Print the first line of the records below and every line after it, up to and including the line with "formatted like [477,34].". Print nothing else.

(Records from a dataset)
########

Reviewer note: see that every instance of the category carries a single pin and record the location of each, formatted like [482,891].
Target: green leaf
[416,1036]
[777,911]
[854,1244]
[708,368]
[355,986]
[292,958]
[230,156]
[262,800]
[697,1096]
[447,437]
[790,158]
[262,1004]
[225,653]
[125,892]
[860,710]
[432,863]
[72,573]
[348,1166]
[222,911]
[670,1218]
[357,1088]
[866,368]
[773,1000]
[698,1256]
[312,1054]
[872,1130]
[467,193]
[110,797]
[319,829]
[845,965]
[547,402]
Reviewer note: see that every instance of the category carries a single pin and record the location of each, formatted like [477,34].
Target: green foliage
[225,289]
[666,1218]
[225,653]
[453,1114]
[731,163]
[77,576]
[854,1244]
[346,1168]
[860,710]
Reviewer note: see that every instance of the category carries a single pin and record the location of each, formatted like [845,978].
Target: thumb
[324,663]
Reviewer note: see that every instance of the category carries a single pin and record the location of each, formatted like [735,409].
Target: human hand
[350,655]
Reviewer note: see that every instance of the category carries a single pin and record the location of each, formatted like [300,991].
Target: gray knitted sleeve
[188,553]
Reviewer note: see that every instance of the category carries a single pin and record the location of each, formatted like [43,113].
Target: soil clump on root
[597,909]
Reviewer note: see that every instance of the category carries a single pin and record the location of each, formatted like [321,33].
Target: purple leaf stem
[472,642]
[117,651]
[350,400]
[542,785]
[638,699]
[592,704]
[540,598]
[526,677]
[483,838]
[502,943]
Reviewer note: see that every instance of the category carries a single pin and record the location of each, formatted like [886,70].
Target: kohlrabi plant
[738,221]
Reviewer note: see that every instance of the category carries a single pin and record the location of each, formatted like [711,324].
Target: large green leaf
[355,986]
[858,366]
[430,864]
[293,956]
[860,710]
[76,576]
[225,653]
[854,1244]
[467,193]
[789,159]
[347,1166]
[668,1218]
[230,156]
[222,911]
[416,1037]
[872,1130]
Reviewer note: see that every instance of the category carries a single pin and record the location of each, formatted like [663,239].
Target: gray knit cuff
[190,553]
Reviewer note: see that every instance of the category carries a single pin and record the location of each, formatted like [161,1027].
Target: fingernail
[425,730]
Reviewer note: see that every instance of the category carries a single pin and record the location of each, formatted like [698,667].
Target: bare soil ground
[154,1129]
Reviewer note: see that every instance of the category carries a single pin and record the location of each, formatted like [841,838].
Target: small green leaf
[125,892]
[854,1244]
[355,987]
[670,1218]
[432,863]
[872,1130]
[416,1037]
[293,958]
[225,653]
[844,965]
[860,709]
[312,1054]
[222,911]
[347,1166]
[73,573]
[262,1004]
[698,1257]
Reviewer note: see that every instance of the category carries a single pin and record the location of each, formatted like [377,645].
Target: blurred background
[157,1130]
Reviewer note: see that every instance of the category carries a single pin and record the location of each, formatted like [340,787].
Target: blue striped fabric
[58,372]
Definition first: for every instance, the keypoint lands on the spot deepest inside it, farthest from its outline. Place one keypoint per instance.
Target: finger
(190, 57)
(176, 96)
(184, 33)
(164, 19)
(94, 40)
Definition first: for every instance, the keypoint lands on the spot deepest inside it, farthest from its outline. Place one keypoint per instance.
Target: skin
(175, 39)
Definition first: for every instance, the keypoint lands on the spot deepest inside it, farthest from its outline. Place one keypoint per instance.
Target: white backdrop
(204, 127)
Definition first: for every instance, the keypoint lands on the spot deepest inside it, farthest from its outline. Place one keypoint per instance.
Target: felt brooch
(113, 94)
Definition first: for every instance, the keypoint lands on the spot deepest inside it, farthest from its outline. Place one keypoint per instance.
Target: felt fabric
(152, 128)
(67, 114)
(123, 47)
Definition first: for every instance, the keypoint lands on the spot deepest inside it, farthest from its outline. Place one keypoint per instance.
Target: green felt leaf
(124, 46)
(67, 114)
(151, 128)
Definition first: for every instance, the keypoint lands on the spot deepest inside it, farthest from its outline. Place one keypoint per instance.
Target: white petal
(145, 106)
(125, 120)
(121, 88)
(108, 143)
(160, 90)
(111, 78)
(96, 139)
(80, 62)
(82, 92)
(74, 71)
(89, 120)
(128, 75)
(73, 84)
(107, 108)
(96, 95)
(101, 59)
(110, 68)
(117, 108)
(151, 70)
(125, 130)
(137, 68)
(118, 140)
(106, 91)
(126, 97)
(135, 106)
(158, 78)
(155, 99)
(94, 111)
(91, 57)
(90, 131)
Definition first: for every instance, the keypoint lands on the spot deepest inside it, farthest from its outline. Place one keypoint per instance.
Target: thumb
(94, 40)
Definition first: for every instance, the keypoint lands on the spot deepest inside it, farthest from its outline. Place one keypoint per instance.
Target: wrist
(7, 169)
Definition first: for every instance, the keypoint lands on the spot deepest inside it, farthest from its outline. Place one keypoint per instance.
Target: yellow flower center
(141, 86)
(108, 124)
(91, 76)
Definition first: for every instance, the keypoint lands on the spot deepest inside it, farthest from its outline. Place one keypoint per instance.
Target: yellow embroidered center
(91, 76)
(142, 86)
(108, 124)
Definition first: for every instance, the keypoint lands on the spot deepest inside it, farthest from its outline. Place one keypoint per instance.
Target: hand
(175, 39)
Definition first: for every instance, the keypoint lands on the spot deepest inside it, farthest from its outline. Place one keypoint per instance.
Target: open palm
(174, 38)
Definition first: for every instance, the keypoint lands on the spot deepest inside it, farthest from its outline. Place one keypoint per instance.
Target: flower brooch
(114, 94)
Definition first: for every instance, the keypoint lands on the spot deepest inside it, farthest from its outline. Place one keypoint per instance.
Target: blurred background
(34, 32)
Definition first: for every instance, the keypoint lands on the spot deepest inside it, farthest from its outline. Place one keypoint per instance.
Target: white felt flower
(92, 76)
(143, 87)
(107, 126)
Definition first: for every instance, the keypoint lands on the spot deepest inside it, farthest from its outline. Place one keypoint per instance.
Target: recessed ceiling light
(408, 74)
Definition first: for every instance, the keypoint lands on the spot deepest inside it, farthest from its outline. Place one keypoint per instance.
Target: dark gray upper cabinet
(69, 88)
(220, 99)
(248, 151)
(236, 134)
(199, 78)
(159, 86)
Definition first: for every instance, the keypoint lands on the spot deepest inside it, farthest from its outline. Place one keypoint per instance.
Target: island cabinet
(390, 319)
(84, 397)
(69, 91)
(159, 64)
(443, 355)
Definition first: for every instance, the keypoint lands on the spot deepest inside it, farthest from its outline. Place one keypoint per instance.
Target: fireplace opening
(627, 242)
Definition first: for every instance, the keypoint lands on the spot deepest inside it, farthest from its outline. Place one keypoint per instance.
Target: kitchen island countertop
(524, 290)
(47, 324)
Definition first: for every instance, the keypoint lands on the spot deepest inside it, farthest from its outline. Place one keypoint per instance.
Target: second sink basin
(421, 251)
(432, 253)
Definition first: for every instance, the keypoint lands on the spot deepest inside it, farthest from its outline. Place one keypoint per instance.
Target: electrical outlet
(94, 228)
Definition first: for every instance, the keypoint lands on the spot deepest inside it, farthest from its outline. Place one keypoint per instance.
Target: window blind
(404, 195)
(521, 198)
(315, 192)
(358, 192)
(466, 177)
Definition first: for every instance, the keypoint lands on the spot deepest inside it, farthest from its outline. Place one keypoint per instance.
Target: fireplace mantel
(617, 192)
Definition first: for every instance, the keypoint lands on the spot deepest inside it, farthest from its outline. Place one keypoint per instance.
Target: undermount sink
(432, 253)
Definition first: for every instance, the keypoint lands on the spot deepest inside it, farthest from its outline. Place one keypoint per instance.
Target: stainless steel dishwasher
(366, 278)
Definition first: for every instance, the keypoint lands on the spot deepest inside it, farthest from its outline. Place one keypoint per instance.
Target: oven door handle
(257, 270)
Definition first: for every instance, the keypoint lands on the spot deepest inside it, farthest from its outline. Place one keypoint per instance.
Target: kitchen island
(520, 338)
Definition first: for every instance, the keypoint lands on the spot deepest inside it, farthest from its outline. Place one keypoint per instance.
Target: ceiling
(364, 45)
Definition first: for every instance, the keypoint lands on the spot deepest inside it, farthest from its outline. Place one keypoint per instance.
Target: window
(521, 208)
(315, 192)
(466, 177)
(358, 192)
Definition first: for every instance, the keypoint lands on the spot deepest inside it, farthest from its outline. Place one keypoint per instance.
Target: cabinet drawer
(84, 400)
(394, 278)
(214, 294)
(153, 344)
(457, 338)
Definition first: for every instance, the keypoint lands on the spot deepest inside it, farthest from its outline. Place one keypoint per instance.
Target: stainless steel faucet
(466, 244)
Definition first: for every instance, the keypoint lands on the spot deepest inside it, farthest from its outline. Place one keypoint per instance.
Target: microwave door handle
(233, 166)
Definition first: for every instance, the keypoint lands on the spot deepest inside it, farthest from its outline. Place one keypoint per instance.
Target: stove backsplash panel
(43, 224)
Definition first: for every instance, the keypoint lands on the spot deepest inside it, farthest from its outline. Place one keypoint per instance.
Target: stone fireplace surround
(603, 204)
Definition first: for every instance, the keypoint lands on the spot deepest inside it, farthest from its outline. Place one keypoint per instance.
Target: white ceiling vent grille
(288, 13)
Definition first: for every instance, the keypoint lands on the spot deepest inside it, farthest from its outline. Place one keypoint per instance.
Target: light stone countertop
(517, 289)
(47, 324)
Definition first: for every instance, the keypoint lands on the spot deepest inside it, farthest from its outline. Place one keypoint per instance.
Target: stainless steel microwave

########

YOUR RESPONSE:
Reviewer note: see that every instance of the category carries a single pin and record the location of each, formatted like [482,891].
Target: green leaf
[416,1036]
[777,911]
[854,1244]
[708,368]
[355,986]
[292,958]
[230,156]
[262,800]
[697,1096]
[447,437]
[790,158]
[262,1004]
[225,653]
[125,892]
[860,710]
[432,863]
[72,573]
[348,1166]
[222,911]
[670,1218]
[357,1088]
[866,368]
[773,1000]
[698,1256]
[312,1054]
[872,1130]
[467,193]
[110,797]
[319,829]
[845,965]
[547,402]
Reviewer note: see that every instance of the category carries a single pin and record the location of each, formatted like [477,34].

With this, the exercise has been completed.